→ **INSTRUCTION**
Rewrite every line of the records below as a Markdown table with the columns "Row" and "Text", numbering each line in order and omitting blank lines.

→ **INPUT DATA**
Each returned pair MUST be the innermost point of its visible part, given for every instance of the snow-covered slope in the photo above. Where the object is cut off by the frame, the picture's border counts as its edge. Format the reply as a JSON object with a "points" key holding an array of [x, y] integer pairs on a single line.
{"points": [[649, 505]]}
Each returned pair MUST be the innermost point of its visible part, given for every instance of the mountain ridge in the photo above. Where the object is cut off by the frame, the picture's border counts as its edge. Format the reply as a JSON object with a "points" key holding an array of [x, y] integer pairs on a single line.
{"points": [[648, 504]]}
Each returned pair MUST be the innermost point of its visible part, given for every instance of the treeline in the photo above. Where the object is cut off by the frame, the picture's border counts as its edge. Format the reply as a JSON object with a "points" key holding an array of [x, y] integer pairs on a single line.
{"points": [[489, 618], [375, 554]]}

→ **FULL OUTPUT**
| Row | Text |
|---|---|
| 1 | Each returned pair MUST be the innermost point of its visible part, given for every instance of the snow-covered slope in the photo above. Where the object is cut off by the frame, the picture's border counts as its edge. Format the reply as a JSON object with a "points" key holding an array of [x, y] integer pairs on a single line. |
| 2 | {"points": [[649, 505]]} |
| 3 | Each returned pair MUST be the innermost point of its visible part, given for every instance of the mountain ridge in the photo above. Where the object is cut off by the frame, the picture's border counts as its edge. Format the reply as a JSON object with a "points" key holding an array of [x, y] integer pairs on a single line. |
| 4 | {"points": [[648, 504]]} |
| 5 | Each returned pair MUST be the innermost point of its visible part, given for every instance of the treeline in the photo above. Where the object is cut off by the frame, the picture's border counts as its edge. Format the reply as a JSON object with a "points" key holding an array of [x, y] integer pairs on a single line. |
| 6 | {"points": [[489, 618], [375, 554]]} |